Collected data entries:
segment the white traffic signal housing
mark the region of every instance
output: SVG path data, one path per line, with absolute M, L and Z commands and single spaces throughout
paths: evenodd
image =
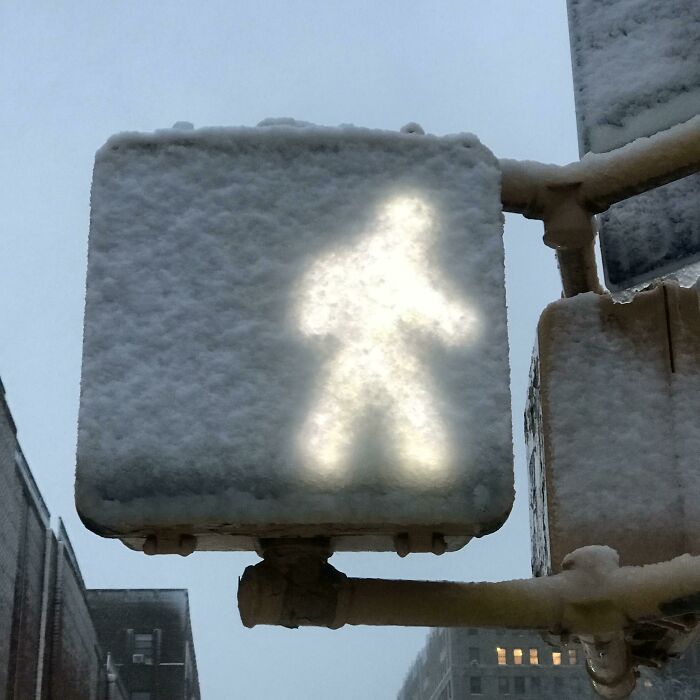
M 700 554 L 699 401 L 695 289 L 547 307 L 525 415 L 536 575 L 586 545 L 625 566 Z
M 444 551 L 499 527 L 498 161 L 471 135 L 289 123 L 110 139 L 76 493 L 154 551 Z

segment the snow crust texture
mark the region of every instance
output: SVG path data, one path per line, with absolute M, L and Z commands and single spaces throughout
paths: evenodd
M 535 573 L 593 544 L 614 547 L 623 565 L 700 553 L 696 291 L 665 285 L 629 304 L 564 299 L 538 335 L 539 405 L 528 414 Z
M 493 529 L 513 497 L 504 296 L 500 171 L 472 135 L 113 137 L 81 513 L 106 534 Z
M 696 0 L 568 0 L 581 155 L 700 113 Z
M 685 286 L 698 279 L 688 266 L 700 260 L 700 173 L 614 204 L 598 218 L 609 289 L 667 275 Z
M 697 0 L 568 0 L 579 147 L 603 153 L 700 114 Z M 608 288 L 700 259 L 700 175 L 599 220 Z

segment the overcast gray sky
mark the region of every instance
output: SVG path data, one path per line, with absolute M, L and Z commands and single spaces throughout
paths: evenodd
M 241 626 L 252 554 L 146 557 L 83 528 L 73 506 L 89 194 L 113 133 L 174 122 L 471 131 L 500 157 L 577 158 L 564 0 L 0 3 L 0 376 L 19 439 L 88 586 L 190 589 L 206 700 L 395 697 L 424 629 Z M 337 555 L 353 575 L 529 575 L 522 411 L 534 329 L 559 295 L 541 224 L 507 218 L 516 508 L 442 557 Z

Task details
Could you write out the records again exactly, omitting each image?

The answer
segment the white traffic signal housing
mark the region of every instance
output: SVG path data, one path per line, with absolute M, L and Z commands and single spaces throughout
paths: evenodd
image =
M 700 554 L 699 401 L 695 289 L 547 307 L 525 415 L 536 575 L 586 545 L 625 566 Z
M 444 551 L 499 527 L 498 161 L 471 135 L 289 123 L 110 139 L 76 493 L 154 551 Z

segment the snow crust texture
mark the region of every instance
output: SVG path data, one path per line, with absolute M, L and Z commands and single spaces throughout
paths: evenodd
M 535 573 L 593 544 L 614 547 L 623 565 L 700 553 L 696 291 L 665 285 L 629 304 L 564 299 L 538 335 L 539 405 L 528 414 Z
M 493 529 L 513 497 L 504 296 L 500 171 L 472 135 L 113 137 L 81 513 L 106 534 Z
M 696 0 L 568 0 L 581 155 L 700 113 Z
M 685 286 L 698 279 L 688 266 L 700 260 L 700 173 L 614 204 L 598 218 L 609 289 L 667 275 Z
M 697 0 L 568 0 L 579 147 L 603 153 L 700 114 Z M 608 288 L 700 259 L 700 175 L 599 220 Z

segment the overcast gray sky
mark the region of every instance
output: SVG path data, one path per line, with absolute M, L and Z commands and single spaces throughout
paths: evenodd
M 241 626 L 252 554 L 146 557 L 83 528 L 73 506 L 89 194 L 113 133 L 174 122 L 471 131 L 500 157 L 577 158 L 564 0 L 0 3 L 0 376 L 19 439 L 88 586 L 190 589 L 206 700 L 395 697 L 424 629 Z M 337 555 L 353 575 L 529 575 L 522 411 L 534 329 L 559 295 L 541 224 L 507 218 L 516 508 L 442 557 Z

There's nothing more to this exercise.